--- START ---

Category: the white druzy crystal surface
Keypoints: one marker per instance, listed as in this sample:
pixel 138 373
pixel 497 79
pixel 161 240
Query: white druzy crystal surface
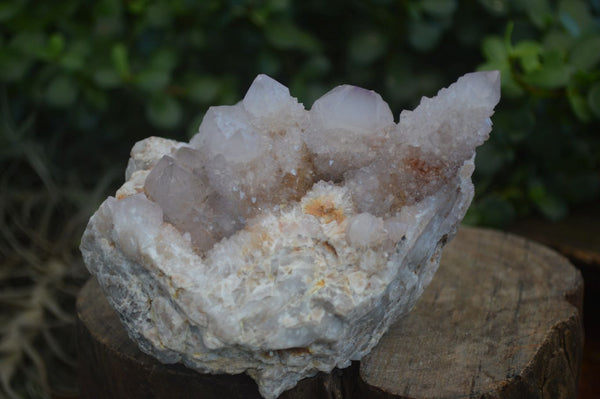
pixel 281 242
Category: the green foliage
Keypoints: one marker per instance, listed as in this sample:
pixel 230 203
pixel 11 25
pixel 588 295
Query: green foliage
pixel 82 81
pixel 549 56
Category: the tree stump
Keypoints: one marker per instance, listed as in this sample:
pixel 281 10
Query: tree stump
pixel 501 319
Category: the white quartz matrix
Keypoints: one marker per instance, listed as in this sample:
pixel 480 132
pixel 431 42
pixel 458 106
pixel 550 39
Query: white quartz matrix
pixel 281 242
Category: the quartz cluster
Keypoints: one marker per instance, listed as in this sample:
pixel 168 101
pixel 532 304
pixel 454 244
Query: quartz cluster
pixel 281 242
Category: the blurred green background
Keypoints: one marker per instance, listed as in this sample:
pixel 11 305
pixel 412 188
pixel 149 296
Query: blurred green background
pixel 81 82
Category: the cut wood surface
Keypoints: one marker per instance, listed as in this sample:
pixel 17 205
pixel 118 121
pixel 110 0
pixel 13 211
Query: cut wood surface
pixel 501 319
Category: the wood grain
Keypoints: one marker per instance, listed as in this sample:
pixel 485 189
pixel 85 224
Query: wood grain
pixel 501 319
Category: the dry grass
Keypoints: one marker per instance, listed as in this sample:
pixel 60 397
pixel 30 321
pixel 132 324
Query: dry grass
pixel 41 222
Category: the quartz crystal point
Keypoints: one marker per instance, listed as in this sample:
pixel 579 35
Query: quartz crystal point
pixel 281 242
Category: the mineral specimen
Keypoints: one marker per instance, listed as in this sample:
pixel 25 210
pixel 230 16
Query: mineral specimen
pixel 279 241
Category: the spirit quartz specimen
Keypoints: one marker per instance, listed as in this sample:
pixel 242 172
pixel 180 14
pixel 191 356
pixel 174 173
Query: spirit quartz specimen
pixel 281 242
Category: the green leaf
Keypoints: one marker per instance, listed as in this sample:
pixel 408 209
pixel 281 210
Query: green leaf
pixel 539 12
pixel 558 40
pixel 367 47
pixel 553 74
pixel 30 43
pixel 12 67
pixel 56 44
pixel 423 35
pixel 439 8
pixel 594 99
pixel 579 105
pixel 495 211
pixel 495 7
pixel 61 91
pixel 528 53
pixel 551 206
pixel 586 54
pixel 576 17
pixel 164 112
pixel 120 60
pixel 9 9
pixel 286 36
pixel 204 89
pixel 164 59
pixel 107 78
pixel 526 48
pixel 152 80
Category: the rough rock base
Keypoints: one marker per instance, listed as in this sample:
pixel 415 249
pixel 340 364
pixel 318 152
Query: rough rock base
pixel 501 319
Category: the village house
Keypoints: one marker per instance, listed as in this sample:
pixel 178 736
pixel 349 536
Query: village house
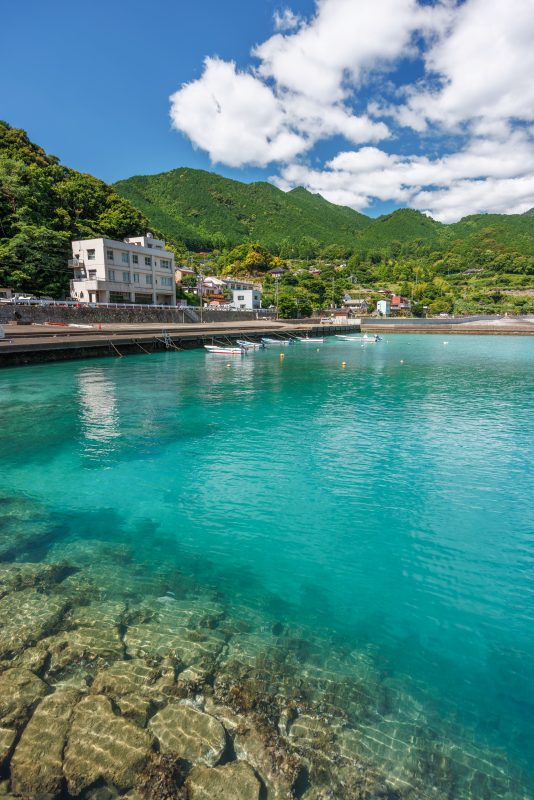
pixel 137 270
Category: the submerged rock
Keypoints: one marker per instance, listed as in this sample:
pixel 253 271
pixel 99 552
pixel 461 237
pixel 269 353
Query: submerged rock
pixel 136 677
pixel 23 526
pixel 189 733
pixel 95 641
pixel 234 781
pixel 36 766
pixel 7 739
pixel 17 576
pixel 274 764
pixel 20 691
pixel 25 617
pixel 103 746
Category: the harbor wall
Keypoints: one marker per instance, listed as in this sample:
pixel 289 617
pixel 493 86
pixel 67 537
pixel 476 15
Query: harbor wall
pixel 28 314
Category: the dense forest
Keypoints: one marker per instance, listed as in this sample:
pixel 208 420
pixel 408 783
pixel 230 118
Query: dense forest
pixel 43 205
pixel 326 252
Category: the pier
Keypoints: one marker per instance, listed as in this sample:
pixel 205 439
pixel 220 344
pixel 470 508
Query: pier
pixel 32 344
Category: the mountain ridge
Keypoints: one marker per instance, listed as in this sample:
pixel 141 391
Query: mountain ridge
pixel 204 209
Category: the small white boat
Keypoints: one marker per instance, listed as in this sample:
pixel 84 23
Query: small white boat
pixel 365 339
pixel 224 351
pixel 372 339
pixel 280 342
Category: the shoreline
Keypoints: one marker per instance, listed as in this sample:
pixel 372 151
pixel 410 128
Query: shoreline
pixel 38 344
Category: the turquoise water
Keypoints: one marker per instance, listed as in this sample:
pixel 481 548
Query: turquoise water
pixel 386 507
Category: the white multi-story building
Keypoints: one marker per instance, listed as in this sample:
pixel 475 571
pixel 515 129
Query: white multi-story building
pixel 136 270
pixel 246 299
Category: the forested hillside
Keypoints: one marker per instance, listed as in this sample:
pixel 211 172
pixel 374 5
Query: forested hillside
pixel 207 211
pixel 484 261
pixel 43 205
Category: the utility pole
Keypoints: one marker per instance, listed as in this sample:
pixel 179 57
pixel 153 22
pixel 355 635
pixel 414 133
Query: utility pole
pixel 200 292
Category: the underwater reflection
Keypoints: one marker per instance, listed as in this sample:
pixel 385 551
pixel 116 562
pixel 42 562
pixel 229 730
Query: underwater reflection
pixel 98 409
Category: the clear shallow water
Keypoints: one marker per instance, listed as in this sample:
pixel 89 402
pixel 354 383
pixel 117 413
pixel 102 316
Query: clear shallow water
pixel 387 506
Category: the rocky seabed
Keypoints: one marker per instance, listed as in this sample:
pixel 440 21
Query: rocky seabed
pixel 118 678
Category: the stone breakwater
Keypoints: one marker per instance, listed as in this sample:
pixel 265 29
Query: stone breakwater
pixel 119 679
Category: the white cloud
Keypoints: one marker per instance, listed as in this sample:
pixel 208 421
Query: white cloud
pixel 307 84
pixel 343 40
pixel 235 117
pixel 488 175
pixel 484 62
pixel 286 20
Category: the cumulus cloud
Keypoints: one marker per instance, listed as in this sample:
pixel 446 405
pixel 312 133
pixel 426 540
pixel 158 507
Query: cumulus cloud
pixel 488 175
pixel 286 20
pixel 235 117
pixel 327 57
pixel 308 83
pixel 483 62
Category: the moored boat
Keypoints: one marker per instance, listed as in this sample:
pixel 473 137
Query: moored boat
pixel 224 351
pixel 365 339
pixel 281 342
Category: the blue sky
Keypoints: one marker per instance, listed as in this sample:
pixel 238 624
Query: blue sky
pixel 375 104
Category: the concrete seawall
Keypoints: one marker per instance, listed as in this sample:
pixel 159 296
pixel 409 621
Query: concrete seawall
pixel 29 314
pixel 40 344
pixel 473 325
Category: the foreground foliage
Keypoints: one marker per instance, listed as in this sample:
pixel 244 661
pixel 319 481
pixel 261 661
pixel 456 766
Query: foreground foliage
pixel 43 205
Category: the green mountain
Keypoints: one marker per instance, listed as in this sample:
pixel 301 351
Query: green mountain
pixel 43 205
pixel 402 226
pixel 204 209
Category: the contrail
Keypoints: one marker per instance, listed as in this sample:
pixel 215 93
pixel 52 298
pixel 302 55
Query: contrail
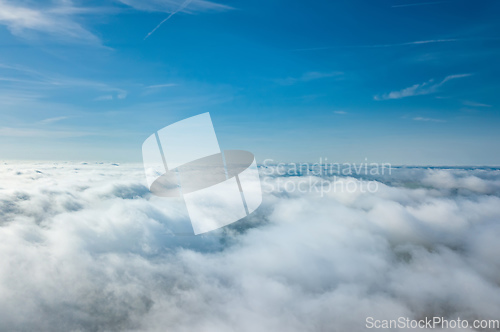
pixel 181 7
pixel 420 4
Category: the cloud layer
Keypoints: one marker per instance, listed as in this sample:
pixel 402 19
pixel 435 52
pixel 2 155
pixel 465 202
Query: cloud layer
pixel 86 247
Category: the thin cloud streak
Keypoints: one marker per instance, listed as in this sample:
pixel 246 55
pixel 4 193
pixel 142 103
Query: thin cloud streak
pixel 418 42
pixel 57 22
pixel 420 4
pixel 418 118
pixel 420 89
pixel 181 7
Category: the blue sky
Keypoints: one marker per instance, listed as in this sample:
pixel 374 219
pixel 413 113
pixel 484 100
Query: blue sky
pixel 404 82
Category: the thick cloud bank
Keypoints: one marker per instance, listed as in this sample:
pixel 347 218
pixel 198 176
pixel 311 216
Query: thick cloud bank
pixel 85 247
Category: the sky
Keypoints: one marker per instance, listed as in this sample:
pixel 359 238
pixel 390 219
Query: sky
pixel 401 82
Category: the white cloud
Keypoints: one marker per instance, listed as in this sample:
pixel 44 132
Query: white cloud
pixel 159 86
pixel 86 247
pixel 420 89
pixel 54 119
pixel 23 17
pixel 475 104
pixel 171 6
pixel 308 76
pixel 419 118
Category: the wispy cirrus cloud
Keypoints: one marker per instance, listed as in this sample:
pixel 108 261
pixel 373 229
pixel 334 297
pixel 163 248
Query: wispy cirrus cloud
pixel 420 4
pixel 173 6
pixel 53 120
pixel 308 76
pixel 417 42
pixel 474 104
pixel 429 87
pixel 419 118
pixel 23 19
pixel 25 79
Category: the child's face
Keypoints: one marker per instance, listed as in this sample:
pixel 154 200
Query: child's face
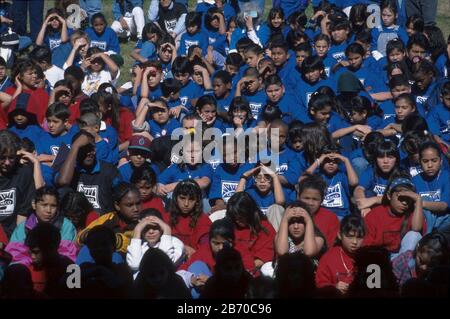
pixel 166 53
pixel 220 88
pixel 279 56
pixel 386 163
pixel 277 21
pixel 29 78
pixel 323 115
pixel 446 100
pixel 355 60
pixel 430 162
pixel 312 198
pixel 129 206
pixel 161 115
pixel 400 89
pixel 153 234
pixel 192 29
pixel 423 80
pixel 186 204
pixel 99 25
pixel 403 109
pixel 182 77
pixel 217 243
pixel 251 59
pixel 388 17
pixel 351 242
pixel 263 183
pixel 396 56
pixel 275 92
pixel 416 51
pixel 56 126
pixel 20 120
pixel 330 166
pixel 208 113
pixel 300 56
pixel 400 204
pixel 297 144
pixel 145 189
pixel 2 72
pixel 154 77
pixel 232 69
pixel 314 76
pixel 46 208
pixel 322 48
pixel 358 117
pixel 339 35
pixel 198 78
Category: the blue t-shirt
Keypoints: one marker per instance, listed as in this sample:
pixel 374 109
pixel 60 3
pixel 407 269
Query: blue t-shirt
pixel 337 196
pixel 107 41
pixel 256 100
pixel 49 144
pixel 373 184
pixel 53 39
pixel 188 40
pixel 157 130
pixel 438 120
pixel 225 181
pixel 33 132
pixel 188 92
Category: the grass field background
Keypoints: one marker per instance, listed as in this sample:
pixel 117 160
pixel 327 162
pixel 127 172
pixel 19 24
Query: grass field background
pixel 443 21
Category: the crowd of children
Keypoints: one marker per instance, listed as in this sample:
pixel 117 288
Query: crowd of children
pixel 354 170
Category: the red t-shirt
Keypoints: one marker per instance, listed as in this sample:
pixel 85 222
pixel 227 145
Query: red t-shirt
pixel 328 224
pixel 37 102
pixel 260 247
pixel 125 129
pixel 192 237
pixel 156 203
pixel 383 228
pixel 332 268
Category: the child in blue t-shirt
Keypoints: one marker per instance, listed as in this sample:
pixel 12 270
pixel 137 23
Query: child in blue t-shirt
pixel 433 185
pixel 388 30
pixel 57 117
pixel 373 181
pixel 190 91
pixel 102 36
pixel 160 124
pixel 339 181
pixel 438 117
pixel 250 88
pixel 313 77
pixel 266 189
pixel 54 30
pixel 194 34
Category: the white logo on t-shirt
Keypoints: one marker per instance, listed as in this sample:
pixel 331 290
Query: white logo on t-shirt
pixel 333 197
pixel 7 202
pixel 91 193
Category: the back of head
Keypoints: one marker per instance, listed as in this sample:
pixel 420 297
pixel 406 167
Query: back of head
pixel 294 274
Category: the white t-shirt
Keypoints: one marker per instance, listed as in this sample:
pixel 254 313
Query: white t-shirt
pixel 53 75
pixel 93 80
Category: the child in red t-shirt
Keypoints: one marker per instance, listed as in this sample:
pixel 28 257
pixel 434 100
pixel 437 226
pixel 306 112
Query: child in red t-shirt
pixel 397 224
pixel 337 267
pixel 186 217
pixel 311 191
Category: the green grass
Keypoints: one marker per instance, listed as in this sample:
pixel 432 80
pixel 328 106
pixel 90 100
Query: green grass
pixel 443 21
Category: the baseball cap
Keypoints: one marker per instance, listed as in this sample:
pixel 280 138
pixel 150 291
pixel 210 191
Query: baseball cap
pixel 139 142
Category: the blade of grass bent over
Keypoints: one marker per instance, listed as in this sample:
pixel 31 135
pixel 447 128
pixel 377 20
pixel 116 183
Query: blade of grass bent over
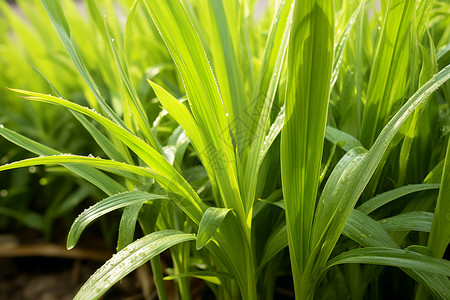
pixel 352 185
pixel 310 57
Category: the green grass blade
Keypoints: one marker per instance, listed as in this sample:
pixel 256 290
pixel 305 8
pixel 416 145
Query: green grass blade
pixel 440 229
pixel 393 257
pixel 56 14
pixel 139 114
pixel 371 234
pixel 260 143
pixel 147 153
pixel 310 57
pixel 387 84
pixel 127 225
pixel 103 207
pixel 340 45
pixel 99 179
pixel 341 138
pixel 353 184
pixel 415 220
pixel 276 242
pixel 209 224
pixel 386 197
pixel 213 277
pixel 183 117
pixel 130 258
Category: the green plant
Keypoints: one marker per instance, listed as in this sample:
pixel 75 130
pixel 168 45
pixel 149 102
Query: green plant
pixel 210 170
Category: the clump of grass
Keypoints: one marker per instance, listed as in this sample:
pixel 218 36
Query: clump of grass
pixel 346 83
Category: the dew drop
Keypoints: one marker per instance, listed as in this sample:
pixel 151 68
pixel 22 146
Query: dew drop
pixel 447 216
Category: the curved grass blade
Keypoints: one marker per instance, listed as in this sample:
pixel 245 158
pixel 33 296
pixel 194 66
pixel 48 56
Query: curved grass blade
pixel 147 153
pixel 393 257
pixel 440 229
pixel 56 14
pixel 213 277
pixel 257 145
pixel 340 45
pixel 367 232
pixel 352 185
pixel 310 57
pixel 410 221
pixel 99 179
pixel 341 138
pixel 127 225
pixel 386 197
pixel 135 105
pixel 276 242
pixel 105 206
pixel 128 259
pixel 210 222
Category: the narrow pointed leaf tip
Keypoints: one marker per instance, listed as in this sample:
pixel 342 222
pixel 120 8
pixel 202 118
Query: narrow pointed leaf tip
pixel 103 207
pixel 210 222
pixel 129 259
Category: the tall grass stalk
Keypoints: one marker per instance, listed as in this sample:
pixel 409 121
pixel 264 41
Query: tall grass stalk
pixel 255 145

--- END ---

REQUIRED WORK: For the material above, give again only the lines starting at the line that contains "pixel 168 101" and ending at the line that contains "Category: the submerged rock". Pictures do not belong in the copy.

YOUR RESPONSE:
pixel 168 101
pixel 532 304
pixel 454 244
Query: quartz cluster
pixel 281 242
Category: the blurred green background
Keypoints: one marker per instance, listed as in this sample:
pixel 11 305
pixel 412 188
pixel 149 296
Query: blurred green background
pixel 81 82
Category: the cut wood surface
Keypoints: one marker per instance, listed as in this sample:
pixel 17 205
pixel 118 121
pixel 110 0
pixel 13 211
Query: cut wood surface
pixel 501 319
Category: the wood grain
Keypoints: one marker per instance, listed as in this sample:
pixel 485 189
pixel 85 224
Query: wood grain
pixel 501 319
Category: the dry grass
Keypoints: one marker per instance, listed as in this sample:
pixel 60 397
pixel 30 321
pixel 132 324
Query: dry grass
pixel 41 222
Category: the quartz crystal point
Keypoints: one marker per instance, listed as in this sample:
pixel 579 35
Query: quartz crystal point
pixel 281 242
Category: the mineral specimen
Keypoints: one marker per instance, listed as in this sample:
pixel 25 210
pixel 230 16
Query: mineral specimen
pixel 279 241
Category: the spirit quartz specimen
Keypoints: one marker per instance, listed as in this sample:
pixel 242 172
pixel 180 14
pixel 191 356
pixel 174 173
Query: spirit quartz specimen
pixel 281 242
Category: the green leaf
Keypoints: one marker per instance, listed as in this sample:
pixel 408 209
pixel 281 210
Query: green leaf
pixel 539 12
pixel 558 40
pixel 367 47
pixel 553 74
pixel 30 43
pixel 12 67
pixel 56 44
pixel 423 35
pixel 439 8
pixel 594 99
pixel 579 105
pixel 495 211
pixel 495 7
pixel 61 91
pixel 528 53
pixel 551 206
pixel 586 54
pixel 576 17
pixel 164 112
pixel 120 60
pixel 9 9
pixel 286 36
pixel 204 89
pixel 164 59
pixel 107 78
pixel 526 48
pixel 152 80
Category: the rough rock base
Keypoints: one marker per instance, listed as in this sample:
pixel 415 249
pixel 340 364
pixel 318 152
Query: rough rock base
pixel 501 319
Category: the village house
Keypoints: one marker per instance, listed as in this sample:
pixel 178 736
pixel 349 536
Query: village house
pixel 137 270
Category: the submerged rock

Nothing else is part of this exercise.